Point annotation dataset records
Begin

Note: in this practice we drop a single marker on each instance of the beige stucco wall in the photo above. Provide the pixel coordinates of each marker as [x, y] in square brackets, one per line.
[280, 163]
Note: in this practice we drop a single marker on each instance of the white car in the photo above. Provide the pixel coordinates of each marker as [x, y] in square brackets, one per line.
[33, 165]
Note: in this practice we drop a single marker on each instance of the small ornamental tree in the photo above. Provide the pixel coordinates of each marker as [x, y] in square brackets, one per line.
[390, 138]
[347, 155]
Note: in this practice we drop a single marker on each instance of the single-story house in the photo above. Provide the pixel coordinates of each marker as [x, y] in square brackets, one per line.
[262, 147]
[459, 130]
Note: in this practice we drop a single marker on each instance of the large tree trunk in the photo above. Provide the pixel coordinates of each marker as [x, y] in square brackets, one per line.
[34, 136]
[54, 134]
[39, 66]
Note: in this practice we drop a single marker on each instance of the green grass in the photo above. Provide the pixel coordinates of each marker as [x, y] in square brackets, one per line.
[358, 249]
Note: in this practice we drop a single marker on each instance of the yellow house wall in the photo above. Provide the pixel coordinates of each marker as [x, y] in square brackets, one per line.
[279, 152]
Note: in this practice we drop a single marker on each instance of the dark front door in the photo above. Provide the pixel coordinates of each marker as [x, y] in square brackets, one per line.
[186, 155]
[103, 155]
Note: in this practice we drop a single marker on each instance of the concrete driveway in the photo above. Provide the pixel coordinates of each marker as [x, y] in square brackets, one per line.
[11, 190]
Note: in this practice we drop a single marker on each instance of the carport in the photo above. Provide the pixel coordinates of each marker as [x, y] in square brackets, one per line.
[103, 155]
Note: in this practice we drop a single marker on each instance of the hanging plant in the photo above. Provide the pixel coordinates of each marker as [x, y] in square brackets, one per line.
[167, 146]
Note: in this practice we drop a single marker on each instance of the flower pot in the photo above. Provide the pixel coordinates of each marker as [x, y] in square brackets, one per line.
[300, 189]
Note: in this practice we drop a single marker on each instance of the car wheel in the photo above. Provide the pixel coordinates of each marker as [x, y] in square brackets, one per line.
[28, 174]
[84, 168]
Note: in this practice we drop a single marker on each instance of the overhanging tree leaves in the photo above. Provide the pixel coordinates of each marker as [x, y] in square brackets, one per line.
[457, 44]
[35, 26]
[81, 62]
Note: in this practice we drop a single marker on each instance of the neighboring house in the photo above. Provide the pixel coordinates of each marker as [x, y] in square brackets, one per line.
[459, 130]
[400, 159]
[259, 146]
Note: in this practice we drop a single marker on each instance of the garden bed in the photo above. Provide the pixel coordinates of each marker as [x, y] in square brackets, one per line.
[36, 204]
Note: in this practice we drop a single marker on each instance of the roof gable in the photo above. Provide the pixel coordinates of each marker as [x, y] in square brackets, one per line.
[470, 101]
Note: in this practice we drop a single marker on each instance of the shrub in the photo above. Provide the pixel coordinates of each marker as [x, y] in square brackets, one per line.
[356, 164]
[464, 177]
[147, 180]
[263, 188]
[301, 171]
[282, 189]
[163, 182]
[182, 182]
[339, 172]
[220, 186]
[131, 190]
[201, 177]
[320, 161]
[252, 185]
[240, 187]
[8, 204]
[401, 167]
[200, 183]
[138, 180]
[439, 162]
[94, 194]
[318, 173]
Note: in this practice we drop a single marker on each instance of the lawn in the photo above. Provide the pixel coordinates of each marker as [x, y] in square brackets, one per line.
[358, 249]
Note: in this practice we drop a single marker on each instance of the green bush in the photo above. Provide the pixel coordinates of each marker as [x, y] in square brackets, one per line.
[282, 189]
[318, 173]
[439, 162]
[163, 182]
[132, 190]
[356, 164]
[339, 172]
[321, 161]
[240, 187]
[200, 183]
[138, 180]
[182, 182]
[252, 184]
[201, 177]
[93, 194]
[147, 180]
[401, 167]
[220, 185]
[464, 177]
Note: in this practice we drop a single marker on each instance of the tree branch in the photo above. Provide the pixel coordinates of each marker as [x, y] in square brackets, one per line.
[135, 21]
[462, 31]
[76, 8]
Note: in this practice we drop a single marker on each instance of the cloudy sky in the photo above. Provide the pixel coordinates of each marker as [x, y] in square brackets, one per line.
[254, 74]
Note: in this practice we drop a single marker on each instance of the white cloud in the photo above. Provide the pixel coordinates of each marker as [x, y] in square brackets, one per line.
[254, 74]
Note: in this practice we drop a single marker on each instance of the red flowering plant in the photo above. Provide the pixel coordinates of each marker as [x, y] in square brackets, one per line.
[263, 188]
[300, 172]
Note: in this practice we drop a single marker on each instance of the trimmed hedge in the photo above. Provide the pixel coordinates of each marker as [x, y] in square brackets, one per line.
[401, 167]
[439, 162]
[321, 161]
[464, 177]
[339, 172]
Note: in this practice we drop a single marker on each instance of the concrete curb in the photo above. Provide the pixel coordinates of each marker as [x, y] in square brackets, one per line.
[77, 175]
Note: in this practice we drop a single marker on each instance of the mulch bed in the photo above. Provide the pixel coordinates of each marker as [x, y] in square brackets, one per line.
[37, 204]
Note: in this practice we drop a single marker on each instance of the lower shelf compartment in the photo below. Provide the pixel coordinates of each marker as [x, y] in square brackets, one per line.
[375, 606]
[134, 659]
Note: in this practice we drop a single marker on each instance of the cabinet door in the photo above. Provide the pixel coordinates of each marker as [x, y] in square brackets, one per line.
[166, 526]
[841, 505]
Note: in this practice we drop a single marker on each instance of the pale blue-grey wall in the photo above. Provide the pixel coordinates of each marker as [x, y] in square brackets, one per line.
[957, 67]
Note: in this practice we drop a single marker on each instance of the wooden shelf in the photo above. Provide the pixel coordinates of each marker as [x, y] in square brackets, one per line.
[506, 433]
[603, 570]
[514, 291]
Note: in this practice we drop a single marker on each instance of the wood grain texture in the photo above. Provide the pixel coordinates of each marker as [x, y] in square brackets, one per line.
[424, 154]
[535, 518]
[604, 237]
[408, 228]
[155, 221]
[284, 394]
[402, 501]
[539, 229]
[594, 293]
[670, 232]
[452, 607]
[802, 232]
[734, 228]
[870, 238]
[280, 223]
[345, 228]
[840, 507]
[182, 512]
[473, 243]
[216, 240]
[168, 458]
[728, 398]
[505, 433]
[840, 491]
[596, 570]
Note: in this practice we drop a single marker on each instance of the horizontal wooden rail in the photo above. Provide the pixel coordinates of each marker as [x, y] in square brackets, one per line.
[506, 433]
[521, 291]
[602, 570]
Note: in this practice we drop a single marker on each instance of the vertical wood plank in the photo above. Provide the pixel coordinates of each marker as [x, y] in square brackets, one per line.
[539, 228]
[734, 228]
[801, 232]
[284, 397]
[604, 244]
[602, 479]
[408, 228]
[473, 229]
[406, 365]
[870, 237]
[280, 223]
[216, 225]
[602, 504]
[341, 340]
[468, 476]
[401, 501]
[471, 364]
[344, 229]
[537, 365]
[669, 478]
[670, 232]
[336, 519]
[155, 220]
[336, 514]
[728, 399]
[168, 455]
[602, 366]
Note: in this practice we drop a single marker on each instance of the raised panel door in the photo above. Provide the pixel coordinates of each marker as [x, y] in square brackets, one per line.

End

■ WRITTEN REQUEST ■
Retype the listing exactly, in full.

■ FINISHED ANSWER ■
Note: in this practice we drop a single marker on each instance of the beige stucco wall in the photo above. Provide the pixel coordinates of each marker as [x, y] in square brackets, one per line.
[280, 163]
Note: in this practice we drop a single marker on each instance of the white car in the photo above. Provide the pixel coordinates of each marker as [x, y] in square brackets, one per line.
[33, 165]
Note: in this practice we drop a single marker on each instance of the small ornamental tree in the photo above. Provide the pixel coordinates of each marker as [x, y] in square brackets, one per line.
[390, 138]
[347, 155]
Note: in this practice we drop a single marker on each instance of the single-story house in the photo above. Provide the pixel coordinates of each marker as [x, y] in square brackets, one per line.
[262, 147]
[459, 130]
Note: in this practice we drop a single marker on each instance of the large tree trunk in the photo above. Provide the pixel coordinates of each marker as [x, y] in square brackets, one per line.
[34, 136]
[54, 134]
[39, 66]
Note: in this practice we drop a single marker on each instance of the green grass in the photo above. Provide the pixel coordinates of each marker as [x, y] in square brackets, one per line.
[358, 249]
Note: in this practice we drop a single marker on each instance of the yellow house wall in the photo above. Provide the pixel coordinates of each marker as [x, y] in square brackets, one per line.
[279, 152]
Note: in this practice we drop a single marker on each instance of the dark front door in the photo above. Provide the pixel coordinates of each marker as [x, y] in square brackets, one per line.
[186, 155]
[103, 155]
Note: in this practice we drop a single marker on each instance of the concrete driveway in the photo above. Provide the pixel coordinates of each marker as [x, y] in square brackets, one per line.
[11, 190]
Note: in this practice we drop a single marker on each instance of the carport in the photo above. Provide the pixel coordinates of each marker as [x, y] in square brackets, one per line.
[103, 155]
Note: in this practice we drop a single marker on each instance of the hanging plant in the photo above. Provide the pixel coordinates of each marker as [x, y] in square brackets, one per line.
[167, 146]
Note: in this practice we drop a single marker on each instance of the flower pot in the photo above. Provide the pixel coordinates of each marker as [x, y] in square brackets, one per line.
[300, 189]
Note: in this practice we drop a single marker on each instance of the car wheel in the photo above. Provide the pixel coordinates of each marker as [x, y] in square brackets, one per line.
[28, 174]
[84, 168]
Note: in this practice we drop a single marker on each instance of the overhanging tree leaves in the photo above. Provide the pixel coordinates of each marker as [x, y] in square brackets, one per line.
[457, 44]
[35, 26]
[81, 62]
Note: in this practice we drop a single marker on each instance of the neighboring house in the photo above. Provide the pixel coordinates of each marker as [x, y] in square brackets, one per line.
[459, 130]
[400, 159]
[259, 146]
Note: in this practice we drop a single marker on each instance of the garden bed in the photo above. Provide the pixel coordinates of each marker as [x, y] in square brackets, one per line.
[36, 204]
Note: in this practice we drop a single marker on each instance of the roof gable in the photo above. Provide the pixel coordinates of each marker as [x, y] in square brackets, one per line.
[470, 101]
Note: in this practice we drop a single marker on each instance of the shrub in the photo above. Provide the pixel coordinates of each marker as [x, y] in square brackets, one per line.
[356, 164]
[464, 177]
[147, 180]
[263, 188]
[301, 171]
[282, 189]
[163, 182]
[182, 182]
[339, 172]
[220, 186]
[131, 190]
[201, 177]
[320, 161]
[252, 185]
[240, 187]
[8, 204]
[401, 167]
[200, 183]
[138, 180]
[439, 162]
[94, 194]
[318, 173]
Note: in this practice we drop a single marker on each instance of the lawn in the photo above. Provide the pixel coordinates of each marker as [x, y] in square brackets, one per line.
[358, 249]
Note: in this practice we drop a single marker on each instance of the green bush in the photo above. Provide the pixel coordinates of each marker as [x, y] in square brackets, one per line.
[282, 189]
[318, 173]
[439, 162]
[163, 182]
[132, 190]
[356, 164]
[339, 172]
[321, 161]
[240, 187]
[200, 183]
[138, 180]
[182, 182]
[252, 184]
[201, 177]
[93, 194]
[147, 180]
[401, 167]
[220, 185]
[464, 177]
Note: in this practice we drop a single marker on each instance of the tree branch in the photo above. Provide the pixel coordinates of each marker as [x, y] in square brackets, one per line.
[135, 21]
[462, 31]
[76, 8]
Note: in this practice we drop a single marker on each instance of the cloudy sky in the photo above. Provide the pixel coordinates of each marker as [x, y] in square brackets, one per line.
[254, 74]
Note: in this practice we drop a single marker on each instance of the white cloud in the photo above. Provide the pixel coordinates of each marker as [x, y] in square brackets, one per line.
[254, 74]
Note: in this practice we drop a single marker on each instance of the red flowering plant in the photo above. Provide the pixel coordinates of each marker as [x, y] in square brackets, one per line.
[263, 188]
[300, 172]
Note: in this practice we drop a single marker on each instance of the trimmed hedge in the photo above. Provide the pixel coordinates of each marker as [x, y] in square brackets, one per line.
[401, 167]
[439, 162]
[321, 161]
[464, 177]
[339, 172]
Note: in this practice we drop a single marker on each instance of the concrete curb in the photo above. Provide the pixel coordinates of each marker as [x, y] in square brackets, one per line.
[77, 175]
Note: in this practice we drop a single marker on each instance of the mulch bed in the photo above. Provide the pixel coordinates of each marker as [x, y] in square brackets, one per line.
[37, 204]
Note: in this practice we drop a single marker on each instance of the lower shelf compartment in the photo below. Provide the pixel coordinates of each marker as [x, y] in square brackets, one per line.
[375, 606]
[134, 659]
Note: in this practice we drop a single marker on each instance of the cabinet door in the photo above. Provide the pixel coordinates of each marker as [x, y] in square brackets, one per line.
[166, 526]
[841, 505]
Note: in this practice we drop a single marker on each instance of the pale blue-grey wall in the photo above. Provide the pixel coordinates of each marker as [x, y] in square brackets, one per line.
[957, 67]
Note: in this practice we drop a single marker on each instance of the wooden shelf in the photo above. Provide the pixel coordinates of each marker as [x, y] in square brackets, one per line.
[506, 433]
[603, 570]
[514, 291]
Note: in this practice we drop a single marker on each instance of the wood grain texture in the photo above. Provide the pixel coordinates of each marker as [x, y] in square brackets, one per line.
[424, 154]
[535, 518]
[604, 237]
[408, 228]
[155, 221]
[284, 394]
[402, 501]
[539, 229]
[594, 293]
[670, 232]
[452, 607]
[802, 232]
[734, 228]
[870, 238]
[280, 223]
[345, 228]
[840, 507]
[182, 512]
[473, 243]
[216, 240]
[168, 458]
[728, 398]
[505, 433]
[840, 491]
[596, 570]
Note: in this practice we drop a single marker on each instance of the horizontal wooden rail in the photo above. Provide the pixel coordinates of each marker as [x, y] in square brackets, one per line.
[506, 433]
[521, 291]
[602, 570]
Note: in this practice we drop a single marker on each instance of the vertical wood plank in the photo above. Provide the pixel coordinates of each marker as [x, y] in square brackets, one per line.
[539, 228]
[734, 228]
[801, 232]
[284, 397]
[604, 244]
[602, 479]
[408, 228]
[473, 229]
[406, 365]
[870, 237]
[280, 223]
[216, 225]
[602, 504]
[341, 340]
[468, 476]
[401, 501]
[471, 364]
[344, 229]
[537, 365]
[669, 478]
[670, 232]
[336, 519]
[155, 220]
[336, 514]
[728, 399]
[168, 455]
[602, 366]
Note: in this practice we drop a single marker on each instance of the raised panel door in the photo above. Provide the pixel coordinates of each marker as [x, y] in square brackets, one per line.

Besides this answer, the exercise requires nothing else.